• What is required
The expected output is a copy of every line in the records with the string "wall".

• Saved entries

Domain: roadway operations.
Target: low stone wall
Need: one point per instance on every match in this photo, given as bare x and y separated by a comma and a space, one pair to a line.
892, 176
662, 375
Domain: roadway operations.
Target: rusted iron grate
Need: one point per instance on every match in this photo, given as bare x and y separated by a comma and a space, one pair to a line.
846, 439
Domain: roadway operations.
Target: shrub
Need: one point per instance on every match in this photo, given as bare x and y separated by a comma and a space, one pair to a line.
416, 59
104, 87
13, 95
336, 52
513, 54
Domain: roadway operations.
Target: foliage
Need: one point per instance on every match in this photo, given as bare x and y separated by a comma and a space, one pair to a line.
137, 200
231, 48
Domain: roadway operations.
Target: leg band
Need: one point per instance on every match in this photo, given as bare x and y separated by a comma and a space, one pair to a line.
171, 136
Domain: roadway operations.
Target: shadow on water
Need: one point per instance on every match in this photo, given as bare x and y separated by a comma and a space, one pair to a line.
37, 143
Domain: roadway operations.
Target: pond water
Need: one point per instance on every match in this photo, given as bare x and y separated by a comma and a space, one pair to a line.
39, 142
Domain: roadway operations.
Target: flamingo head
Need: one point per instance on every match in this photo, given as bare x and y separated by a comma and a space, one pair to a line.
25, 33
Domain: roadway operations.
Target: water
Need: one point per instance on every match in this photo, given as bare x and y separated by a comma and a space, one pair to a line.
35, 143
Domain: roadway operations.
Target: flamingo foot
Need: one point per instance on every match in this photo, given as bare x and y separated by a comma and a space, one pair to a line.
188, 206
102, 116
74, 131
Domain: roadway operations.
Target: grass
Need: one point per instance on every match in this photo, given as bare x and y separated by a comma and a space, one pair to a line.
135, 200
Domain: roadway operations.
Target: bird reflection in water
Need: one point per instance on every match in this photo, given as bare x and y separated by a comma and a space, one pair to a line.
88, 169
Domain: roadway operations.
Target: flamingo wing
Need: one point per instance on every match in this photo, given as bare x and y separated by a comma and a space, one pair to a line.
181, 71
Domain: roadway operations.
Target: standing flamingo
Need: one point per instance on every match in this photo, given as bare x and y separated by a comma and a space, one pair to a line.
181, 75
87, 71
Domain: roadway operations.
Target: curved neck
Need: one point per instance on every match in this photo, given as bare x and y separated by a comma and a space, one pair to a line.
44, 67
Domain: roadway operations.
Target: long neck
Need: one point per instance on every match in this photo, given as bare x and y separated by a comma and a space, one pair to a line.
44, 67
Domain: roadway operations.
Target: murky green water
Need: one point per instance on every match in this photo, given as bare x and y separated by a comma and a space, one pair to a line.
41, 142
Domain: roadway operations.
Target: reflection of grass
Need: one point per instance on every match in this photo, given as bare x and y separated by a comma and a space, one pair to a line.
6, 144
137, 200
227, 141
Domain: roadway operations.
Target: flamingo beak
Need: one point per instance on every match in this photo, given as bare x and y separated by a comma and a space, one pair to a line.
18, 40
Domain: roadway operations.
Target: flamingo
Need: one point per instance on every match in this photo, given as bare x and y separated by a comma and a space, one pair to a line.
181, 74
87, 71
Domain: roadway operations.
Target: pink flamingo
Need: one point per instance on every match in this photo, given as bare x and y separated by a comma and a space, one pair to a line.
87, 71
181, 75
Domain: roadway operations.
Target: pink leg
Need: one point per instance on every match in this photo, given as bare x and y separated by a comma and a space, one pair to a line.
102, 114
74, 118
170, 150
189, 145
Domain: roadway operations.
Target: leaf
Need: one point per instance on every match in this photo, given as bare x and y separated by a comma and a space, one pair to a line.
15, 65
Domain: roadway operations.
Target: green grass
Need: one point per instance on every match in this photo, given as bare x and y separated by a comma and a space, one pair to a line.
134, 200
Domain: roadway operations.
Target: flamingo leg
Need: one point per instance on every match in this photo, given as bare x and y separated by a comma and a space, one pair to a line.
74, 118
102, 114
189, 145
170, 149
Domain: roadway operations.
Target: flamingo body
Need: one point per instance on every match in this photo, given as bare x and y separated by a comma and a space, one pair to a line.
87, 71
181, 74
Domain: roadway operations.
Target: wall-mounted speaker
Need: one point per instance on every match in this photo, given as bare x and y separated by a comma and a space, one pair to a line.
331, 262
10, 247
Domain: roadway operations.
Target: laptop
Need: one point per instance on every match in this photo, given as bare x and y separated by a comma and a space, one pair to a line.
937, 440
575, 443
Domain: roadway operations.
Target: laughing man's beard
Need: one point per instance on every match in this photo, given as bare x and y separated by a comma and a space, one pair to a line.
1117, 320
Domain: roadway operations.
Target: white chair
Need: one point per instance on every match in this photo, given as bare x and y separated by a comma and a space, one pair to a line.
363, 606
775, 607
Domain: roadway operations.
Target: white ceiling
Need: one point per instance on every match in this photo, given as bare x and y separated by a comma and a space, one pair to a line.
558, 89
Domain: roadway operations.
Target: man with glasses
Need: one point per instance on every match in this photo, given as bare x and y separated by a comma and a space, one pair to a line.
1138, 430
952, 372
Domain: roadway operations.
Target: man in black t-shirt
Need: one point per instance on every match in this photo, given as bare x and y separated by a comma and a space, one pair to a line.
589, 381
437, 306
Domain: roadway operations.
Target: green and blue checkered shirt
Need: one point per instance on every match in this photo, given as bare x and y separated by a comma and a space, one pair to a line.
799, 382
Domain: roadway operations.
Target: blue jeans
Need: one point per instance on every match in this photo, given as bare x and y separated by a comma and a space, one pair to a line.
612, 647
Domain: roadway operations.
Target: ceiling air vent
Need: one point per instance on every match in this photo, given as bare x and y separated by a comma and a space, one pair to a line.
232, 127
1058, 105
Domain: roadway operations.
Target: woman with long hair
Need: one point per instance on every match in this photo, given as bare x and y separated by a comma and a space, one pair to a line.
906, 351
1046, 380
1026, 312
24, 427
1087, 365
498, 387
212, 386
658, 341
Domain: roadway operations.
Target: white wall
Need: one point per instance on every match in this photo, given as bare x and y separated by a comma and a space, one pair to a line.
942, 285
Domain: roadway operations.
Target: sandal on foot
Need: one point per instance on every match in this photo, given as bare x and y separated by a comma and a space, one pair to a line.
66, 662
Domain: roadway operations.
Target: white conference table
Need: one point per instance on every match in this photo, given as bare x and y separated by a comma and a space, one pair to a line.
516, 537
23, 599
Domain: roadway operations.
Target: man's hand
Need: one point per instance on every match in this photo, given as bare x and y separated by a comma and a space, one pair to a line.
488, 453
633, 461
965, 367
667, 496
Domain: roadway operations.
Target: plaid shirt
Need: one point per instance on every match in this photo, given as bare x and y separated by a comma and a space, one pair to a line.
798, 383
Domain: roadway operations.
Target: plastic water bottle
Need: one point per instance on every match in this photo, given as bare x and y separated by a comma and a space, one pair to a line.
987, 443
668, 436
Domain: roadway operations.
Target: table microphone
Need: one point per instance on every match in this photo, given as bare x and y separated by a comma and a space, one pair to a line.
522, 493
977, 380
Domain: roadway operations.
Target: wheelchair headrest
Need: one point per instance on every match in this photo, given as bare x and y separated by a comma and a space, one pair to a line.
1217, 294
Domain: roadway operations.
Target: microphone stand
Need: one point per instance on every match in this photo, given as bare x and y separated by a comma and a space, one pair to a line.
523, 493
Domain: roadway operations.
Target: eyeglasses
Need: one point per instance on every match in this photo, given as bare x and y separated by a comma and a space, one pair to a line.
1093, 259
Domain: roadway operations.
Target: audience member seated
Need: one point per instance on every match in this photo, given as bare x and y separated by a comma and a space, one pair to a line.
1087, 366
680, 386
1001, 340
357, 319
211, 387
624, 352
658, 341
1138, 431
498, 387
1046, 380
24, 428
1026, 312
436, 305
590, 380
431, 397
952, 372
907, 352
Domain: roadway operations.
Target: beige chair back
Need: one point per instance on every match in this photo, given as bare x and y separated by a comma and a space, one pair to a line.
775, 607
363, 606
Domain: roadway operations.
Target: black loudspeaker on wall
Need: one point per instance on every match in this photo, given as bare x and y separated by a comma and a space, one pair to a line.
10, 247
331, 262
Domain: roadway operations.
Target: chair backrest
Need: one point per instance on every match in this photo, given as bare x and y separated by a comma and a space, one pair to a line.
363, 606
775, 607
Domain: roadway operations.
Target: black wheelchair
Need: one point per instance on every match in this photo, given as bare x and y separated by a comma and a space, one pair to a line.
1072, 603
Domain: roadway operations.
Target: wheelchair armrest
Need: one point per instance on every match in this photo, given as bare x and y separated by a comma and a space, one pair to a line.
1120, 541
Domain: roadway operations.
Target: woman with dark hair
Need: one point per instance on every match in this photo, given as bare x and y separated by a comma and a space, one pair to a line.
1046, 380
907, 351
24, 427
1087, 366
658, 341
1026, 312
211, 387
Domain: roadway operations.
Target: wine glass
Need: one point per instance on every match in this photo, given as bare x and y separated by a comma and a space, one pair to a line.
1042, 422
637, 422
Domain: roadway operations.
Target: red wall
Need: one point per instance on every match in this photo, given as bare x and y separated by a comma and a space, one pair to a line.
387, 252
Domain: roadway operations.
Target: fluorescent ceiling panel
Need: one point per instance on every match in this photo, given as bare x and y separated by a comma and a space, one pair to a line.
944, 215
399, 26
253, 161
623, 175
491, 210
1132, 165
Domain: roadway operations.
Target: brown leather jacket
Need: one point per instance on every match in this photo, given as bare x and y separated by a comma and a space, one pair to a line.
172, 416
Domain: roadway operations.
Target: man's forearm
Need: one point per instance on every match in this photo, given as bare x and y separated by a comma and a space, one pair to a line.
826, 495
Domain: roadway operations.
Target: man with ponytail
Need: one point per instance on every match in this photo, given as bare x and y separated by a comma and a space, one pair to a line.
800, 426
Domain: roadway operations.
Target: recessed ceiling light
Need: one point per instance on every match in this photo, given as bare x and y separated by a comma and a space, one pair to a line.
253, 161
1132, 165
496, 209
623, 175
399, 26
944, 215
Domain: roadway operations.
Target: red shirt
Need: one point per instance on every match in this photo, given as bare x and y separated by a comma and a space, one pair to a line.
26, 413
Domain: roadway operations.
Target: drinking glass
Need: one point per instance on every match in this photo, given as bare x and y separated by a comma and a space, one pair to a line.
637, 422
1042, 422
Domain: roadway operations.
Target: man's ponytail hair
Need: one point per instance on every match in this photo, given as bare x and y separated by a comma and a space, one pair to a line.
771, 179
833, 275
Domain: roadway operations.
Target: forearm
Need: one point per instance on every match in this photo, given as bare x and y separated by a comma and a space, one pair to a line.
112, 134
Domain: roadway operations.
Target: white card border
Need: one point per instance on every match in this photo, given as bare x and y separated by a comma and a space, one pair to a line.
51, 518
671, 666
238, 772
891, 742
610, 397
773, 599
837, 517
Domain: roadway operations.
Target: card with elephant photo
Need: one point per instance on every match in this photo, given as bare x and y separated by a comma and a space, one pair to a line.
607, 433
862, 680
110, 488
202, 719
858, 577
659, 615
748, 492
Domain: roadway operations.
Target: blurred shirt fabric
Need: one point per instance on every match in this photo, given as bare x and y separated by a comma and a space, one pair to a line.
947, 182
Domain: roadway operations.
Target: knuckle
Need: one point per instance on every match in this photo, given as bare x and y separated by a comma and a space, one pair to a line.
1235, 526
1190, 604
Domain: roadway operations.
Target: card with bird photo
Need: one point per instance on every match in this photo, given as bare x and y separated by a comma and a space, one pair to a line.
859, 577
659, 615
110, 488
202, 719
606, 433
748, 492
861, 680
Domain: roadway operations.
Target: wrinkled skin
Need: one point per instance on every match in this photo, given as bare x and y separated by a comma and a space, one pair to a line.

• Answer to the exercise
Target: low stone wall
Target: wall-mounted speaker
Target: white wall
Target: black loudspeaker on wall
Target: red wall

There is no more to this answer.